>> START DATA SHOWN
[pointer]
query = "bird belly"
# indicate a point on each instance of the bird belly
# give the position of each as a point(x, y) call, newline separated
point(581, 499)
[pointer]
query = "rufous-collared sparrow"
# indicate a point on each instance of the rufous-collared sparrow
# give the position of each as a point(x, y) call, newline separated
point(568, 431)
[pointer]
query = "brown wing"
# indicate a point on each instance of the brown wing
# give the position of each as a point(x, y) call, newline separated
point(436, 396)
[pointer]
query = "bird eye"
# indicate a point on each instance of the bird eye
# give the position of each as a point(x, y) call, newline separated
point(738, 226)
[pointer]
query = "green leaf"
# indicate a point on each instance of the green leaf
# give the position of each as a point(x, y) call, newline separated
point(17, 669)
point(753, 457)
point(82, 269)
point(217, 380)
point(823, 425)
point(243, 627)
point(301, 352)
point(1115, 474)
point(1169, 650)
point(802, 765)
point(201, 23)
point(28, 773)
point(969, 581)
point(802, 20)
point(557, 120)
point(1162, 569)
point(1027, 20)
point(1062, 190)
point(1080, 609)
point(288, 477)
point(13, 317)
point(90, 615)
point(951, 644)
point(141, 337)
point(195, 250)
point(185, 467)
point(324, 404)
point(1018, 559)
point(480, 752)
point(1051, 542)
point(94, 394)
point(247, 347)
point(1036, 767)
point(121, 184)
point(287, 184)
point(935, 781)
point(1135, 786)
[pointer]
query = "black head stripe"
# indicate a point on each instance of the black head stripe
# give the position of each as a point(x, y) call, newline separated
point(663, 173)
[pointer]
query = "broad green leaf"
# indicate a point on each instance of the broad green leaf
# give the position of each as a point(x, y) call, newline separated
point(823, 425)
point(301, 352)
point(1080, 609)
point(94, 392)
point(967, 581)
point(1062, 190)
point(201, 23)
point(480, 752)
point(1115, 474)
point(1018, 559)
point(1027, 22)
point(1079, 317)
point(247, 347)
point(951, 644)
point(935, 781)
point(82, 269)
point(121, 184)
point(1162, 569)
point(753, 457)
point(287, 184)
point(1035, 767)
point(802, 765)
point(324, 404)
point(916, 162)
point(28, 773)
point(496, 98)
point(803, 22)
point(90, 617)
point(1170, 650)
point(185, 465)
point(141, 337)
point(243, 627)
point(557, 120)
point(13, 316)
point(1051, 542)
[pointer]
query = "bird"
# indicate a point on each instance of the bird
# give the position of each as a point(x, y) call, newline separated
>> END DATA SHOWN
PROBLEM DESCRIPTION
Print the entries exactly. Include every one.

EXERCISE ANSWER
[pointer]
query = "bird belly"
# indicate a point on each instance of the bird belly
# give the position of each as a point(x, y) call, newline separated
point(581, 499)
[pointer]
query = "rufous-collared sparrow"
# indicate a point on each instance of the rufous-collared sparrow
# give the position of each as a point(x, y) call, newline separated
point(568, 431)
[pointer]
query = "brown wing"
# indicate a point on each instance of the brown wing
# give the position of each as a point(x, y) call, newline separated
point(436, 396)
[pointer]
query = "bird eye"
# indicate a point on each instance of the bird eye
# give the position of each as a point(x, y) call, newline separated
point(738, 226)
[pointer]
query = "green leaf"
# indicate a point on each instance of the green leaf
# give the position of each as a point(x, y) call, newline separated
point(17, 669)
point(753, 457)
point(82, 269)
point(217, 380)
point(823, 425)
point(243, 627)
point(301, 352)
point(1115, 474)
point(1169, 650)
point(802, 765)
point(201, 23)
point(28, 773)
point(969, 581)
point(802, 20)
point(557, 120)
point(1162, 569)
point(1027, 20)
point(1062, 190)
point(1080, 609)
point(288, 477)
point(13, 317)
point(90, 615)
point(951, 644)
point(141, 337)
point(195, 250)
point(185, 467)
point(324, 404)
point(1018, 559)
point(480, 752)
point(1051, 542)
point(94, 394)
point(247, 347)
point(1036, 767)
point(121, 184)
point(287, 184)
point(935, 781)
point(1135, 786)
[pointer]
query = "black head stripe"
# indicate a point on each instance of the black head stripe
# give the position of each as a point(x, y) call, newline separated
point(663, 173)
[pointer]
query = "broad green leaf"
# indicate a point on each instance of the broad green leaf
# give the position of each as a point(x, y) call, newline separated
point(823, 425)
point(301, 352)
point(1080, 609)
point(94, 392)
point(967, 581)
point(1062, 190)
point(201, 23)
point(480, 752)
point(1115, 474)
point(1018, 559)
point(1027, 22)
point(1079, 317)
point(247, 347)
point(951, 644)
point(935, 781)
point(82, 269)
point(121, 184)
point(1162, 569)
point(753, 457)
point(287, 184)
point(1035, 767)
point(802, 765)
point(324, 404)
point(916, 162)
point(28, 773)
point(496, 98)
point(803, 22)
point(90, 617)
point(1170, 650)
point(185, 465)
point(141, 337)
point(243, 627)
point(557, 120)
point(13, 316)
point(1051, 542)
[pointer]
query = "bird"
# indicate a point on each instance of the bird
# give the position of each as a point(x, y) call, newline separated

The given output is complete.